== Extracted entries ==

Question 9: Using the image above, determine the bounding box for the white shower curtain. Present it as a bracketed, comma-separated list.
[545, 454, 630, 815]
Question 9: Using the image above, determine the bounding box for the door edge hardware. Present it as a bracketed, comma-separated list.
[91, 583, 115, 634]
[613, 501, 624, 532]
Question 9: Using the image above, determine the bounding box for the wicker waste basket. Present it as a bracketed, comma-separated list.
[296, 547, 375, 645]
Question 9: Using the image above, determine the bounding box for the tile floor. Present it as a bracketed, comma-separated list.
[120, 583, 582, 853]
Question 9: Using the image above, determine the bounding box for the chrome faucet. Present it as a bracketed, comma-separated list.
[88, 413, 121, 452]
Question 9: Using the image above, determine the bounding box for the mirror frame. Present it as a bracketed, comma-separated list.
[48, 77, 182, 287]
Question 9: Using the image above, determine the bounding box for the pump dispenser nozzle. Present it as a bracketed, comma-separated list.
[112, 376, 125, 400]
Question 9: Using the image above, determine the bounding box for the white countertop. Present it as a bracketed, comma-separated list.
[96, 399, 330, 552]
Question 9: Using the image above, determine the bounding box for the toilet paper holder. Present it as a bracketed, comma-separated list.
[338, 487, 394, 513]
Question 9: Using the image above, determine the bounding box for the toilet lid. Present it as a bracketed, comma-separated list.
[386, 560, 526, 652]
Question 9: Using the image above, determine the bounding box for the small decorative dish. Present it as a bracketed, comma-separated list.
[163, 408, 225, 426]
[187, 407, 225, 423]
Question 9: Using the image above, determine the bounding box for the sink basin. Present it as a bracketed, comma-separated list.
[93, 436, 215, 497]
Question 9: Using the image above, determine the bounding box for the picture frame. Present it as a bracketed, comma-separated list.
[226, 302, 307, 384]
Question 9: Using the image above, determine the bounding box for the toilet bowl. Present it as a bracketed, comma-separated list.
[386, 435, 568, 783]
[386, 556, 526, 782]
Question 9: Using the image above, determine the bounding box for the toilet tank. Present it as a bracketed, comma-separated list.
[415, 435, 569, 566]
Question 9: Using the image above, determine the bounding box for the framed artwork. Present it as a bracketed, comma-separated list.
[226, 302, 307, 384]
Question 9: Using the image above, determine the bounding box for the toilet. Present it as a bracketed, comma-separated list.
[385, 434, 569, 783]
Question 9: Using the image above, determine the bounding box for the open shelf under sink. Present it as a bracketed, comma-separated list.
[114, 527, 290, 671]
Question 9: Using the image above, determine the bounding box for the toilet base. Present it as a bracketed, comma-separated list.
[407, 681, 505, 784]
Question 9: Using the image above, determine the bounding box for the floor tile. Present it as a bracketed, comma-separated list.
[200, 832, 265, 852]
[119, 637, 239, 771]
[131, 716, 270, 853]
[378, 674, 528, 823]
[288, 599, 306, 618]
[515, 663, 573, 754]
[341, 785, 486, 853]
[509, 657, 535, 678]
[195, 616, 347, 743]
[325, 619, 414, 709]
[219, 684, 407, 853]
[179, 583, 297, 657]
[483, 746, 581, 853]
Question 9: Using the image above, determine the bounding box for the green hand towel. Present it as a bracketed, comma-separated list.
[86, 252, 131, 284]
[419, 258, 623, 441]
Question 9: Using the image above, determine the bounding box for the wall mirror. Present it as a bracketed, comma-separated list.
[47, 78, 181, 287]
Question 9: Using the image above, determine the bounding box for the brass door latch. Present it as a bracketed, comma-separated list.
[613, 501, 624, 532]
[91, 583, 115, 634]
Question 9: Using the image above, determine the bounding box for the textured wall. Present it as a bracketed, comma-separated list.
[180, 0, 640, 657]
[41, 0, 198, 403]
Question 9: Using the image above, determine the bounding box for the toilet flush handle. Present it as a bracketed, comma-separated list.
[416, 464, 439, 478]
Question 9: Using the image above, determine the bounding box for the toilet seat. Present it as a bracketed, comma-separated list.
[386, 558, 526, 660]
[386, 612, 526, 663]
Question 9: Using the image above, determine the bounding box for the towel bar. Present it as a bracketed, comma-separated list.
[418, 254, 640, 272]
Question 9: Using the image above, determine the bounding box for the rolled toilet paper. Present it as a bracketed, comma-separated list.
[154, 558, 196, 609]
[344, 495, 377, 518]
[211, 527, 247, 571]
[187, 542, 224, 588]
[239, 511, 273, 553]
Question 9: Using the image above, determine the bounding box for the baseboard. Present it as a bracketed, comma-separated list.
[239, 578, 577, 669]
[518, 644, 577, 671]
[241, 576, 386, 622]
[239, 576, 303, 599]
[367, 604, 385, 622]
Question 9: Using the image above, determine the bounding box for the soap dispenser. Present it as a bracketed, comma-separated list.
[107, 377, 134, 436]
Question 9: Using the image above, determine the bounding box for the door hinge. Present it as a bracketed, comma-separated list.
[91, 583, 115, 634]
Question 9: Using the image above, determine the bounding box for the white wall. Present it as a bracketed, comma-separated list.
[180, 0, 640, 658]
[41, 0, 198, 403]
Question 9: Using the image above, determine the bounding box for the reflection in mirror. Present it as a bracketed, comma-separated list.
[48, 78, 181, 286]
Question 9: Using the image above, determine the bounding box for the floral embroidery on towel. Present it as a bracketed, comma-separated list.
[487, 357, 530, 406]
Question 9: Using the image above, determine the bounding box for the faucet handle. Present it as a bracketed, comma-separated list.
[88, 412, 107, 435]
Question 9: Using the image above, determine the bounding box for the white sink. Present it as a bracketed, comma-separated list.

===

• Exercise directions:
Would you copy the data exactly as shown above?

• Your solution:
Question 9: Using the image above, determine the bounding box for the white shower curtain. Present it as a bracketed, comma-separated list.
[545, 454, 630, 815]
Question 9: Using the image above, determine the bounding box for the door edge hardware. Present it as a bracketed, comma-separated list.
[91, 583, 115, 634]
[613, 501, 624, 532]
Question 9: Using the image above, determine the bounding box for the wicker waste basket. Present it as a bracketed, comma-separated list.
[296, 547, 375, 645]
Question 9: Using the image above, determine the bounding box for the tile floor. Present it as a bracketed, comma-separated list.
[120, 583, 582, 853]
Question 9: Using the image above, determine the bounding box for the chrome faucet. Present it as a bracketed, comma-separated list.
[88, 413, 121, 452]
Question 9: Using the image above, determine the bounding box for the mirror frame. Present it as a bracketed, comma-separated list.
[48, 77, 182, 287]
Question 9: Using the image above, determine the bounding box for the pump dispenser nozzle. Present it as a bracketed, comma-separated list.
[112, 376, 125, 400]
Question 9: Using the image above, determine the bounding box for the white countertop. Present it as a bracketed, comma-separated list.
[96, 399, 330, 552]
Question 9: Using the image above, determine the bounding box for the toilet paper holder. Present it as a bracketed, comma-separated list.
[338, 487, 394, 513]
Question 9: Using the image above, determine the bounding box for the toilet lid. Present it as a bracketed, comma-separated list.
[386, 560, 526, 652]
Question 9: Using the image above, determine the bounding box for the small decorative dish. Present it as a bracketed, comma-separated list.
[163, 408, 225, 426]
[187, 407, 225, 423]
Question 9: Using the image above, determine the bounding box for the sink basin. Present it as a bracketed, comma-separated list.
[93, 436, 215, 497]
Question 9: Using the image above, determine the bounding box for the picture frame. Present it as a bracketed, comma-separated list.
[226, 302, 307, 384]
Question 9: Using the image above, determine the bounding box for the toilet bowl. Present it as a bracketed, comma-separated list.
[386, 435, 568, 783]
[386, 556, 526, 782]
Question 9: Using the image above, determine the bounding box for the toilet tank. Present it as a bracketed, comma-separated list.
[415, 435, 569, 566]
Question 9: Using the image above, determine the bounding box for the framed artwork. Present it as a bracketed, comma-separated list.
[226, 302, 307, 384]
Question 9: Using the image above, determine the bounding box for the toilet. Present it as a bracketed, comma-separated list.
[385, 434, 569, 783]
Question 9: Using the image above, determine the bounding box for the open shelf under sink. Present it as a bracketed, comma-separated list.
[114, 527, 290, 671]
Question 9: Using the image above, determine the bounding box for the toilet base. Present it as a bracketed, comma-separated list.
[407, 681, 505, 784]
Question 9: Using the image above, determine the bounding box for the floor tile. Present it as a bracketed, comma-separated list.
[200, 832, 265, 852]
[119, 637, 239, 771]
[131, 716, 270, 853]
[378, 674, 528, 823]
[288, 599, 306, 618]
[515, 663, 573, 754]
[341, 785, 486, 853]
[509, 657, 535, 678]
[195, 616, 347, 743]
[325, 619, 414, 709]
[219, 684, 407, 853]
[179, 583, 297, 657]
[483, 746, 581, 853]
Question 9: Using the image above, determine the bounding box for the green hand towel. Present it as a bracketed, comma-separated list.
[86, 252, 131, 284]
[419, 258, 623, 441]
Question 9: Using the image above, determine the bounding box for the wall mirror. Present it as a bracketed, comma-separated list.
[47, 78, 181, 287]
Question 9: Using the image above, determine the bounding box for the brass door latch. Present it as a bracketed, comma-separated list.
[613, 501, 624, 532]
[91, 583, 115, 634]
Question 9: Using the image above, determine the bounding box for the textured wall. Present it as a bracketed, comma-separated list.
[180, 0, 640, 657]
[41, 0, 198, 403]
Question 9: Using the image above, determine the bounding box for the toilet flush handle. Present it as a bracketed, comma-separated list.
[416, 464, 439, 478]
Question 9: Using the image above, determine the bounding box for the toilet seat. Present it as a bracketed, comma-separated list.
[386, 558, 526, 660]
[386, 612, 526, 663]
Question 9: Using the image above, determine the bounding box for the towel bar. Present it as a bracketed, comma-separated list.
[418, 254, 640, 272]
Question 9: Using the image above, determine the bounding box for the rolled toilet paper. Present it as a bracketed, comma-separated list.
[154, 558, 196, 609]
[344, 495, 377, 518]
[211, 527, 247, 571]
[187, 542, 224, 588]
[239, 511, 273, 553]
Question 9: Using the image above, determine the bounding box for the baseboard. Present it as a bracketed, comma-separated list.
[239, 578, 577, 669]
[518, 644, 577, 671]
[241, 576, 386, 622]
[239, 576, 303, 599]
[367, 604, 385, 622]
Question 9: Using the image above, determine the bounding box for the soap dispenser. Present it as a bracketed, comma-separated list.
[107, 377, 134, 436]
Question 9: Using the image above, determine the bounding box for the door hinge. Present it as a bracketed, comma-separated list.
[91, 583, 115, 634]
Question 9: Using the image above, determine the bounding box for the white wall. Present it as a bracketed, comma-separated list.
[180, 0, 640, 658]
[41, 0, 198, 403]
Question 9: Using the image above, determine the bounding box for the reflection in mirror. Present it as a bracketed, comma-separated list.
[48, 78, 181, 286]
Question 9: Using the image above, determine the bounding box for the floral embroidery on towel. Present it as a bracketed, comma-separated list.
[487, 357, 530, 406]
Question 9: Using the image above, determine the bounding box for the faucet handle. Present it as a bracketed, comma-separated list.
[88, 412, 107, 435]
Question 9: Using the image above, determine the bounding box for the white sink. Present it as a bracketed, comma-separated list.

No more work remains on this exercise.